* TASK STATEMENT
Format every line of the records below as a numbered list, skipping any blank lines. Leave the pictures out.

[Begin ENTRIES SHOWN]

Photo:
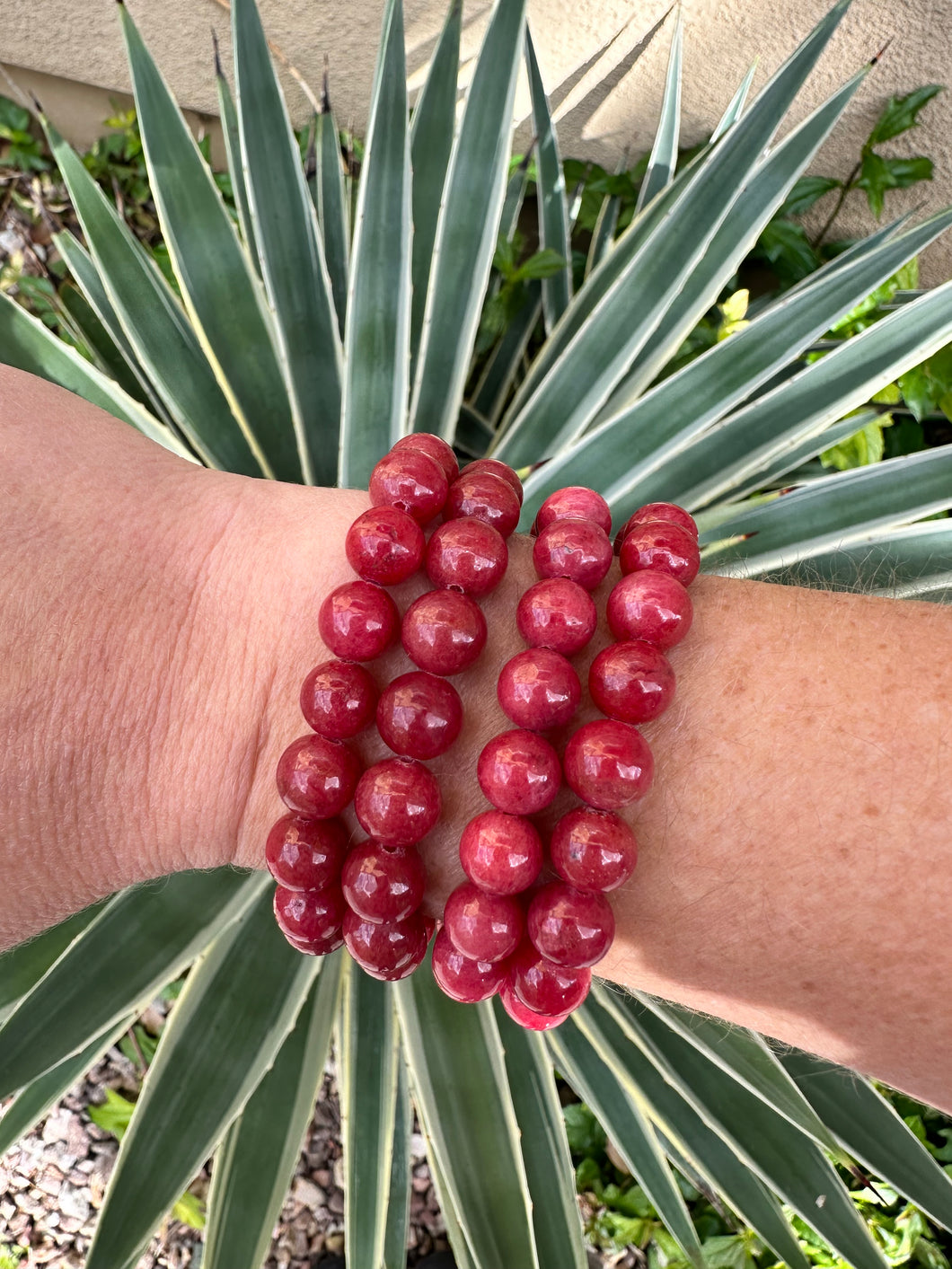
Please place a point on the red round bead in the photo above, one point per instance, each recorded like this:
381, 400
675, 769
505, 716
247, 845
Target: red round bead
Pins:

[End ENTRIES SHOWN]

* ANSWER TO THIS EXERCISE
1. Photo:
2. Please place a point on the red round bead in the photo above, one point per instance, each recorded like this:
3. 381, 400
4. 675, 769
5. 505, 716
6. 247, 845
7. Target: red round bead
8. Pins:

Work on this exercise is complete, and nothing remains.